- _Stored data_
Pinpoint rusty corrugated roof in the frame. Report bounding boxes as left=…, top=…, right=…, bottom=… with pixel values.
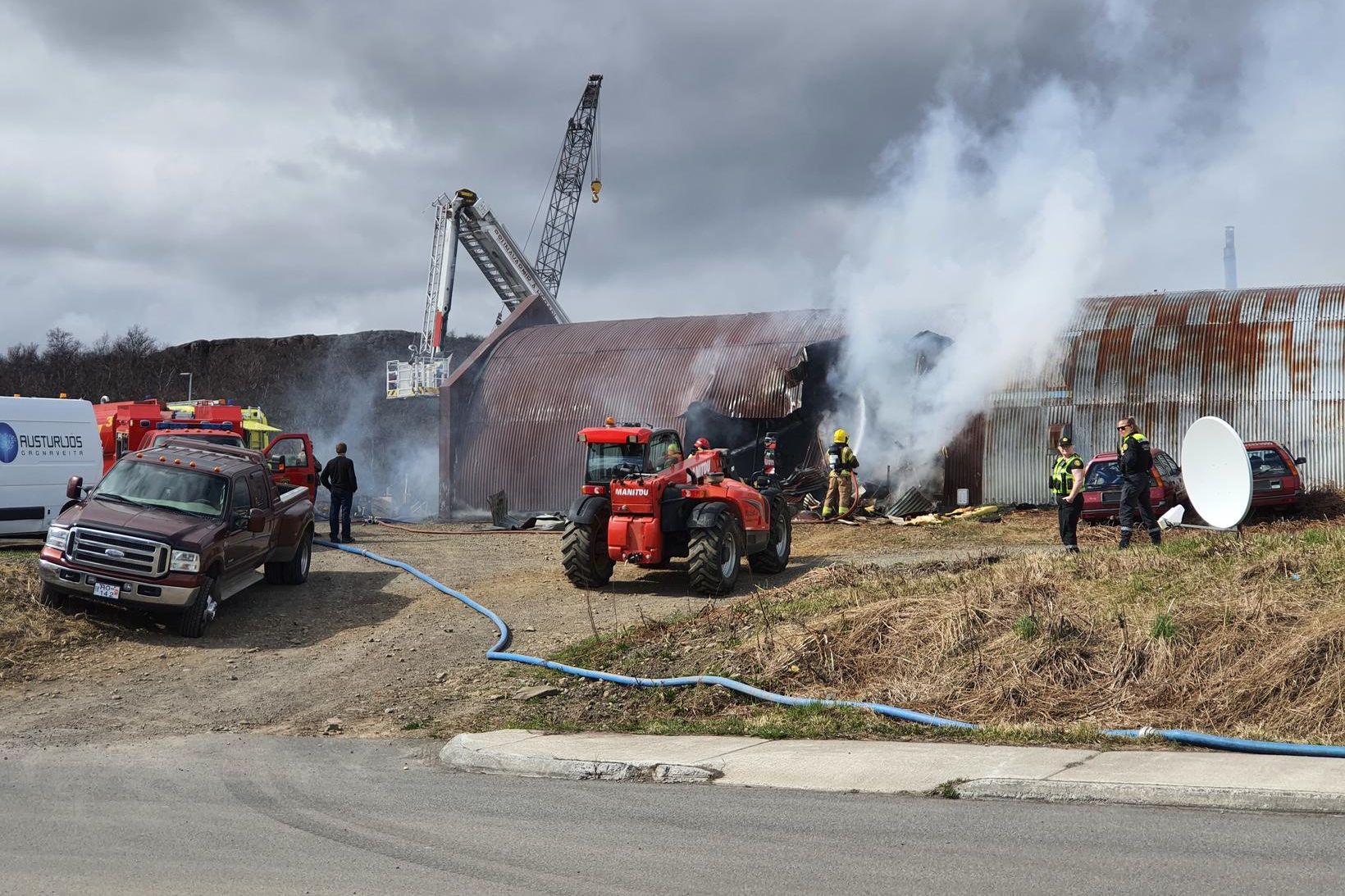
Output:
left=449, top=305, right=845, bottom=512
left=984, top=285, right=1345, bottom=502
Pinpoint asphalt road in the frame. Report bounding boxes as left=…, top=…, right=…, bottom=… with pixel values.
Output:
left=0, top=736, right=1345, bottom=896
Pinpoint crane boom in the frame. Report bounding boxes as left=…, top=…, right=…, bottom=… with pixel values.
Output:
left=536, top=75, right=603, bottom=296
left=387, top=75, right=603, bottom=398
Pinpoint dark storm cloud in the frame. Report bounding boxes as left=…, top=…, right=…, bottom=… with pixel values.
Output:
left=0, top=0, right=1323, bottom=343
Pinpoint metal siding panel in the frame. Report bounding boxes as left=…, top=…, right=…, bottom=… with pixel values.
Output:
left=983, top=285, right=1345, bottom=503
left=452, top=311, right=845, bottom=512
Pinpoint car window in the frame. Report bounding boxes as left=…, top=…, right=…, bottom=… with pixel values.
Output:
left=1084, top=460, right=1165, bottom=489
left=229, top=476, right=252, bottom=519
left=269, top=439, right=308, bottom=466
left=584, top=441, right=647, bottom=483
left=1084, top=460, right=1120, bottom=489
left=1154, top=451, right=1177, bottom=476
left=94, top=462, right=227, bottom=516
left=650, top=432, right=682, bottom=470
left=1247, top=448, right=1288, bottom=476
left=248, top=471, right=271, bottom=507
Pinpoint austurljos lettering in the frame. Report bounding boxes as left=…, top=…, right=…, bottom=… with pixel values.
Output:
left=19, top=433, right=84, bottom=451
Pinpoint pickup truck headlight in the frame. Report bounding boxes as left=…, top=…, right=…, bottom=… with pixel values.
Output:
left=47, top=526, right=70, bottom=553
left=168, top=550, right=200, bottom=571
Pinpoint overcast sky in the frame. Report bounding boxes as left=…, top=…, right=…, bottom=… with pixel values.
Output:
left=0, top=0, right=1345, bottom=346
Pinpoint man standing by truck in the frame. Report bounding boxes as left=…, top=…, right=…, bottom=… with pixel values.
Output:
left=1051, top=436, right=1084, bottom=553
left=320, top=441, right=358, bottom=544
left=1116, top=417, right=1164, bottom=548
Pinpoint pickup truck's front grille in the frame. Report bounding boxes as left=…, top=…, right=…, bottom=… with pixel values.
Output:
left=66, top=526, right=168, bottom=577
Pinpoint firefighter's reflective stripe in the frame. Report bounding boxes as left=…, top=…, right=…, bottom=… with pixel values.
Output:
left=828, top=443, right=858, bottom=474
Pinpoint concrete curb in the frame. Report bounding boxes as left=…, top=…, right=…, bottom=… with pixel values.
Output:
left=952, top=778, right=1345, bottom=814
left=439, top=735, right=723, bottom=785
left=440, top=729, right=1345, bottom=816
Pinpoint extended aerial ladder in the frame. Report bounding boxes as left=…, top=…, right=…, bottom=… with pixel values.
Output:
left=387, top=75, right=603, bottom=398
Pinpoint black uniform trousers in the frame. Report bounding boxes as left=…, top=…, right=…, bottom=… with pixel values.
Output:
left=1055, top=493, right=1084, bottom=548
left=1118, top=472, right=1160, bottom=542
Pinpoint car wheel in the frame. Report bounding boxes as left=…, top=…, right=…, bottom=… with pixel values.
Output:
left=36, top=583, right=70, bottom=609
left=177, top=575, right=219, bottom=638
left=687, top=512, right=742, bottom=598
left=280, top=531, right=313, bottom=585
left=561, top=514, right=614, bottom=588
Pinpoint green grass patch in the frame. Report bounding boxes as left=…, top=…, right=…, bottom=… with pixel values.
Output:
left=1149, top=613, right=1177, bottom=640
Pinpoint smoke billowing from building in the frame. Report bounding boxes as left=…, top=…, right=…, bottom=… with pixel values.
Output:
left=834, top=0, right=1345, bottom=489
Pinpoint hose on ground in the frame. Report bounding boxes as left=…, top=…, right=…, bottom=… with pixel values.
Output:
left=313, top=539, right=1345, bottom=759
left=372, top=516, right=563, bottom=535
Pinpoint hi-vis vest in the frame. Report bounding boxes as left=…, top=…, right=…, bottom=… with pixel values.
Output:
left=1051, top=455, right=1084, bottom=495
left=1116, top=432, right=1154, bottom=475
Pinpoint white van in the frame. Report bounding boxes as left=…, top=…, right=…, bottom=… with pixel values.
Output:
left=0, top=398, right=103, bottom=537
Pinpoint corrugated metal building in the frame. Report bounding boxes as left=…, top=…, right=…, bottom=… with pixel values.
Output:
left=440, top=300, right=843, bottom=516
left=978, top=285, right=1345, bottom=502
left=440, top=285, right=1345, bottom=516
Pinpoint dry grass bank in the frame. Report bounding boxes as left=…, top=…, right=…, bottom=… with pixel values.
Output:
left=0, top=550, right=107, bottom=680
left=478, top=523, right=1345, bottom=743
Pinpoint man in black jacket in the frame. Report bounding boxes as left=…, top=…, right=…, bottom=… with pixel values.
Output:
left=319, top=441, right=358, bottom=542
left=1116, top=417, right=1164, bottom=548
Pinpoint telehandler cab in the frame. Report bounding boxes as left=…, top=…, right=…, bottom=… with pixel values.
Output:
left=561, top=418, right=791, bottom=596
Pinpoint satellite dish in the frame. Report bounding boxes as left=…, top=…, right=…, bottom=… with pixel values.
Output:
left=1181, top=417, right=1252, bottom=529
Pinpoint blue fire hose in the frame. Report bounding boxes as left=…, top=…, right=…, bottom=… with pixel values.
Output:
left=315, top=539, right=1345, bottom=759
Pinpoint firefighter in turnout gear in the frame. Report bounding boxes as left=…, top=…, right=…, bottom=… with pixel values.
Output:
left=1116, top=417, right=1164, bottom=548
left=822, top=430, right=859, bottom=519
left=1051, top=436, right=1084, bottom=553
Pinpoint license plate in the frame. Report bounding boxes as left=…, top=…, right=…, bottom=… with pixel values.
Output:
left=93, top=581, right=121, bottom=600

- _Given exercise_
Retype the entries from the line containing "Pinpoint telehandler cab" up to and including the line containing "left=315, top=539, right=1345, bottom=759", exactly as they appear.

- _Solution below_
Pinpoint telehandler cab in the frame. Report bounding boxes as left=…, top=…, right=…, bottom=… with pixel values.
Output:
left=561, top=418, right=791, bottom=596
Pinpoint satellite dish in the frame. Report bounding boxes as left=…, top=…, right=…, bottom=… with pixel values.
Output:
left=1181, top=417, right=1252, bottom=529
Pinpoint blue fire hose in the frame. Report bounding boxes as left=…, top=…, right=…, bottom=… with pixel values.
Output:
left=315, top=539, right=1345, bottom=759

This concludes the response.